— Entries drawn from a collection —
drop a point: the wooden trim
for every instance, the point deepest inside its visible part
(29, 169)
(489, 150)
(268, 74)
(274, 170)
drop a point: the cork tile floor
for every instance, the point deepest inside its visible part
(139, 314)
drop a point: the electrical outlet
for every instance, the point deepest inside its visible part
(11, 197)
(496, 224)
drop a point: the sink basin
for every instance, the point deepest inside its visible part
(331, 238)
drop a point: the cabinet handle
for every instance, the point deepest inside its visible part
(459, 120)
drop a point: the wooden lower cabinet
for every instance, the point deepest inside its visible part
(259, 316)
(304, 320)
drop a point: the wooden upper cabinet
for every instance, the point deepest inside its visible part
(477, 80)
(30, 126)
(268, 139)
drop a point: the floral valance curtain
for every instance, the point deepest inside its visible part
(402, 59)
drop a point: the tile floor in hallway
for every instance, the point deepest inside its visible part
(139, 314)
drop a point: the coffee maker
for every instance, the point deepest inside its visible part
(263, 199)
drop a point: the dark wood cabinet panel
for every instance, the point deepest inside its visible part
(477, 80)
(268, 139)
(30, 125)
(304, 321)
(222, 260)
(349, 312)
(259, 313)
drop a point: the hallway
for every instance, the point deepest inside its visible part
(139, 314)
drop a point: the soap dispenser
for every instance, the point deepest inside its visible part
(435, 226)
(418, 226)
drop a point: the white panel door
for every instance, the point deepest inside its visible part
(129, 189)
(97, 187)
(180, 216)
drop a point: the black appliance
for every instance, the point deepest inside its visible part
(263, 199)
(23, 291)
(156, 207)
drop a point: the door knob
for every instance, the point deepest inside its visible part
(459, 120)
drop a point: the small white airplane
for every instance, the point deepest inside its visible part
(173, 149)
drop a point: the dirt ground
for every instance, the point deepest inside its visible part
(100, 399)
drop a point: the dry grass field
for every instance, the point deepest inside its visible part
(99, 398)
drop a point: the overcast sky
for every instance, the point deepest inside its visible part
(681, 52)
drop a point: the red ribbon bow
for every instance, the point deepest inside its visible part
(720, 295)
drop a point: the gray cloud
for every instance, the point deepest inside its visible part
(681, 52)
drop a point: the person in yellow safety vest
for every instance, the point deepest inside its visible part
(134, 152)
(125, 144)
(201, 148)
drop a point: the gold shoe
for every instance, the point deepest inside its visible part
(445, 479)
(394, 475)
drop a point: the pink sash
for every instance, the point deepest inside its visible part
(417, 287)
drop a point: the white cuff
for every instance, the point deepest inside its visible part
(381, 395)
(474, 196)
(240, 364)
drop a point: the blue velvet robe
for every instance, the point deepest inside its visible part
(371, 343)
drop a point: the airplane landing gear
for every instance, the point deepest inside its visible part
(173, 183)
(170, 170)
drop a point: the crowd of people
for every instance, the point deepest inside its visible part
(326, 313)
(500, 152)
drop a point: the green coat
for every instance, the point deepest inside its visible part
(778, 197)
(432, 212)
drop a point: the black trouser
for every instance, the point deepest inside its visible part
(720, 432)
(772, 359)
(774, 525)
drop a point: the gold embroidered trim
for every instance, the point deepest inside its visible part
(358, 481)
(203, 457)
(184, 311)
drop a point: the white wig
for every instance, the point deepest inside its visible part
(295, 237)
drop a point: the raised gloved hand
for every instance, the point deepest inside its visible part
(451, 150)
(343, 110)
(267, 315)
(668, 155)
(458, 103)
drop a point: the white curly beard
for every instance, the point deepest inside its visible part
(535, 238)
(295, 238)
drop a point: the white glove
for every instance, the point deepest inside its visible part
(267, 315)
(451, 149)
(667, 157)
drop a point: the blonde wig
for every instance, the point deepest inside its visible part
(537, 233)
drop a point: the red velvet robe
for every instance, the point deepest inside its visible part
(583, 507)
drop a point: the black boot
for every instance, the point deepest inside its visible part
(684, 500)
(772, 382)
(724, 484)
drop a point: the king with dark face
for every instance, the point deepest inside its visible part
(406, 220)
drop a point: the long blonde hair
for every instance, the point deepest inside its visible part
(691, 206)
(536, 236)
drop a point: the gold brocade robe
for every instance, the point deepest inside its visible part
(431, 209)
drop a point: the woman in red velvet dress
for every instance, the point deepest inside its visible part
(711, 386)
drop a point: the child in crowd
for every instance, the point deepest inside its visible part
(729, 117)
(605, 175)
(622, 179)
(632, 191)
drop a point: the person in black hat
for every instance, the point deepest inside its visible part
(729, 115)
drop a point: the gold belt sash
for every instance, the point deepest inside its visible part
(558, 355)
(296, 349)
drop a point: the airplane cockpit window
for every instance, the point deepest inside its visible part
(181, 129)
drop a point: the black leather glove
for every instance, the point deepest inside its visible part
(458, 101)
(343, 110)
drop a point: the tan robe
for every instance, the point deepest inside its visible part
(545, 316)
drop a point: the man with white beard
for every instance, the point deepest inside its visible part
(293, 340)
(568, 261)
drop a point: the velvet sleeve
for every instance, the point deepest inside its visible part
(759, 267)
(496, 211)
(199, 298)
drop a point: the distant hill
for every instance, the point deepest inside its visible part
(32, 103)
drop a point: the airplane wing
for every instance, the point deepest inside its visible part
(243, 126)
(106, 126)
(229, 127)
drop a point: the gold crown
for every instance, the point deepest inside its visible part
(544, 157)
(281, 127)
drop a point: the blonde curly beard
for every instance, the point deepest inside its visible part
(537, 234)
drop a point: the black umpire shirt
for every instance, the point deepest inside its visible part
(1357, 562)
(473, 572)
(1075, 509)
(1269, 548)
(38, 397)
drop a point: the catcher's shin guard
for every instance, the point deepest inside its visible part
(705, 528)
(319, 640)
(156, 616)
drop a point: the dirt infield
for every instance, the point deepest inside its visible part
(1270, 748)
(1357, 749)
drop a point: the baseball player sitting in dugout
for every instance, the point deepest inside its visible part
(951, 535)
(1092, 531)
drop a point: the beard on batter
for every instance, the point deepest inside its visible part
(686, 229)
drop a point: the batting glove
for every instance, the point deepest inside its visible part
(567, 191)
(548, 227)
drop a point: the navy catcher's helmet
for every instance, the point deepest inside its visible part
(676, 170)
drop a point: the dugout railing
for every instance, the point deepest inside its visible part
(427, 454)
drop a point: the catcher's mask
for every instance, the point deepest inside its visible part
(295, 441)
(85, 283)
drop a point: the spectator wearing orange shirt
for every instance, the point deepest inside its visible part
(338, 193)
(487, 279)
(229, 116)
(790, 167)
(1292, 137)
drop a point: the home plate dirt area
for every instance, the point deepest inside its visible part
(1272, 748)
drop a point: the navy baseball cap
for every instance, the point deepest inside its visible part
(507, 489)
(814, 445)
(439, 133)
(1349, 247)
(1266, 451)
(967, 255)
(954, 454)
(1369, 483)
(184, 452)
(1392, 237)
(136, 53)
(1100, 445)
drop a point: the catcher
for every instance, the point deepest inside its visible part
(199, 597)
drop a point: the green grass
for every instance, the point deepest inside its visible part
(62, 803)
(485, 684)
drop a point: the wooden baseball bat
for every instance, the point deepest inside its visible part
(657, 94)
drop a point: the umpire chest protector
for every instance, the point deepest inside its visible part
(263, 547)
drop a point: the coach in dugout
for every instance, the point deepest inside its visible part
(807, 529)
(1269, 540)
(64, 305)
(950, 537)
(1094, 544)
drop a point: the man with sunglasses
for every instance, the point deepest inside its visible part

— Objective —
Copy all of the material above line for line, without changing anything.

— Task answer —
drop a point: the wooden trim
for every instance, the point deepest inside its visible part
(29, 169)
(489, 150)
(268, 74)
(274, 170)
drop a point: the cork tile floor
for every instance, the point deepest inside its visible part
(139, 314)
drop a point: the electrical outlet
for every instance, the point deepest inside its visible part
(11, 197)
(496, 224)
drop a point: the sink basin
for every instance, the point deepest inside its visible part
(331, 238)
drop a point: the cabinet handle
for every instance, the point deepest inside its visible part
(459, 120)
drop a point: the wooden lower cabinet
for every instance, the point deepest inside its visible part
(259, 316)
(304, 320)
drop a point: the wooden upper cabinet
for every instance, the point deepest inside its visible part
(477, 80)
(30, 126)
(268, 139)
drop a point: the floral valance curtain
for every instance, the point deepest inside its visible part
(402, 59)
drop a point: the tile floor in hallway
for every instance, the point deepest inside its visible part
(139, 314)
drop a point: the coffee maker
for every instance, the point deepest inside its visible part
(263, 199)
drop a point: the dark wood cabinet panel
for every instance, the point deepest inside its visible part
(477, 80)
(268, 139)
(30, 125)
(304, 321)
(222, 260)
(349, 312)
(259, 313)
drop a point: the hallway
for every instance, the point deepest inside its visible part
(139, 314)
drop a point: the soap dispenser
for every instance, the point deepest inside its visible part
(435, 226)
(418, 226)
drop a point: the white panel door
for every instance, the point deepest inside its visible part
(129, 189)
(97, 187)
(180, 216)
drop a point: the black appliance
for every instance, the point deepest inside its visible part
(263, 199)
(23, 291)
(156, 207)
drop a point: the door knob
for every instance, the point deepest inside its visible part
(459, 120)
drop a point: the small white airplane
for every instance, the point deepest inside its visible part
(173, 149)
drop a point: the dirt ground
for every instance, the point deepest inside its visible part
(100, 399)
drop a point: the dry grass field
for every instance, the point deepest inside its visible part
(99, 398)
drop a point: the overcast sky
for every instance, the point deepest inside its visible part
(681, 52)
drop a point: the red ribbon bow
for every instance, the point deepest inside its visible part
(720, 295)
drop a point: the gray cloud
for every instance, the point deepest inside its visible part
(681, 52)
drop a point: the person in yellow safety vest
for every instance, the point deepest inside its visible part
(134, 152)
(125, 144)
(201, 148)
drop a point: the gold shoe
for every instance, the point deepest inside its visible part
(445, 479)
(394, 475)
drop a point: the pink sash
for every instance, the point deepest inside its visible part
(417, 287)
drop a point: the white cuff
for every instance, the point deepest inside its visible part
(381, 395)
(474, 196)
(240, 364)
drop a point: the blue velvet robe
for every instance, the point deepest inside its visible part
(371, 343)
drop a point: the airplane landing gear
for every instance, the point deepest inside its visible part
(173, 183)
(170, 170)
drop a point: the crowd of people
for every instance, the point deepest inside its visible part
(326, 313)
(500, 152)
drop a point: the green coat
for every instance, the point deepest inside its visible part
(778, 197)
(432, 212)
drop a point: the black trouser
for every instance, the point deepest inside its visible part
(720, 432)
(772, 359)
(774, 525)
drop a point: the gold embroidered trim
for every instance, the point deepest inside its visible part
(358, 481)
(203, 457)
(184, 311)
drop a point: the white wig
for every instance, the point deepest inside its visible part
(295, 237)
drop a point: the raised gloved hand
for every instance, the point deepest inside its visible part
(451, 150)
(343, 110)
(267, 315)
(668, 155)
(458, 103)
drop a point: the white curly beard
for every instance, the point deepest inside its visible part
(535, 238)
(295, 238)
drop a point: the white glove
for every instance, the point deepest inside its visible part
(267, 315)
(451, 149)
(667, 157)
drop a point: the blonde wig
for every instance, the point deepest inside its visible part
(537, 233)
drop a point: the red velvet robe
for every instance, the point deepest inside its visible part
(583, 507)
drop a point: the black boot
for every instance, the point deepest inside its visible part
(684, 500)
(772, 382)
(724, 484)
drop a point: the king with dark face
for every instance, the point deepest inside its visible part
(406, 220)
drop a point: the long blonde hair
for every instance, the point deepest inside its visible part
(691, 206)
(536, 236)
drop a point: the gold brocade robe
for every instance, the point deepest inside its visible part
(431, 209)
drop a point: the woman in red velvet dress
for every instance, the point deepest inside its visible part
(711, 386)
drop a point: the child in crowd
for every instance, the point deepest inside its visible part
(729, 117)
(605, 175)
(622, 179)
(632, 191)
drop a point: the person in black hat
for every instance, the point deepest inside its visible part
(729, 115)
drop a point: the gold belt sash
for every instance, the point deepest inside its visible part
(558, 355)
(296, 349)
drop a point: the airplane cockpit window
for every instance, the point deepest inside its visible part
(181, 129)
drop a point: the black leather glove
for every instance, the point deepest inside its visible part
(458, 101)
(343, 110)
drop a point: the tan robe
for every instance, the point deepest inside its visible part
(545, 316)
drop a point: the man with white beard
for every instance, the point deepest inside its visible part
(293, 340)
(568, 261)
drop a point: the velvet sleeve
for every instance, the point deepest inside its visible part
(759, 267)
(496, 211)
(199, 298)
drop a point: the distant hill
for every instance, the point deepest inside its visible part
(32, 103)
drop a point: the airplane wing
for every instance, the point deepest inside its visible part
(243, 126)
(106, 126)
(229, 127)
drop a point: the gold crown
for every instance, the point deepest inside its visible part
(544, 157)
(281, 127)
drop a point: the blonde curly beard
for every instance, the point deepest inside its visible part
(537, 234)
drop a point: the black umpire shirt
for every instance, the point deepest inside its visible part
(1357, 562)
(473, 572)
(1075, 509)
(1269, 548)
(38, 397)
drop a point: the catcher's shin guard
for every instance, the point deepest inside its visible part
(705, 528)
(319, 640)
(156, 616)
drop a point: the dirt infield
for every instance, the point deepest inside its visible part
(1270, 748)
(1357, 749)
drop a point: the baseball player sitting in dugout
for every instance, the point deepest inside its visible part
(951, 535)
(1092, 531)
drop a point: the beard on batter
for every instance, the point deepest inside its visible part
(686, 229)
drop a point: the batting glove
for every instance, the point deepest inside its visible part
(567, 191)
(548, 227)
drop a point: the navy catcher's helmet
for every instance, the point deepest inside its visible part
(676, 170)
drop a point: the dugout railing
for every instance, the point deepest inside its visible part
(427, 454)
drop a point: the catcher's mask
for every instance, the point deepest inside its visible part
(295, 441)
(85, 283)
drop a point: the spectator wearing orange shirt
for every instance, the point deepest inside its visible part
(338, 193)
(487, 279)
(229, 116)
(790, 167)
(1292, 137)
drop a point: the home plate dirt area
for every instance, the point deepest inside its visible part
(1272, 748)
drop a point: the navy baseball cap
for every instance, the point deepest inside its visible part
(507, 489)
(814, 445)
(439, 133)
(1349, 247)
(1266, 451)
(967, 255)
(954, 454)
(1369, 483)
(184, 452)
(1392, 237)
(136, 53)
(1100, 445)
drop a point: the catcher
for every instance, the point deepest inside its visible part
(199, 597)
drop a point: the green grass
for every instance, the point deepest inside its visible part
(62, 803)
(485, 684)
drop a point: the wooden baseball bat
for every instance, the point deepest inside its visible part
(657, 94)
drop a point: the umpire chest protector
for every instance, the point deepest inside its visible part
(263, 547)
drop a point: the coach in dugout
for every instance, the point deepest inside its visible part
(807, 529)
(1269, 540)
(64, 305)
(950, 537)
(1094, 544)
drop a point: the man with sunglasses
for every instance, the point deepest inside its visible part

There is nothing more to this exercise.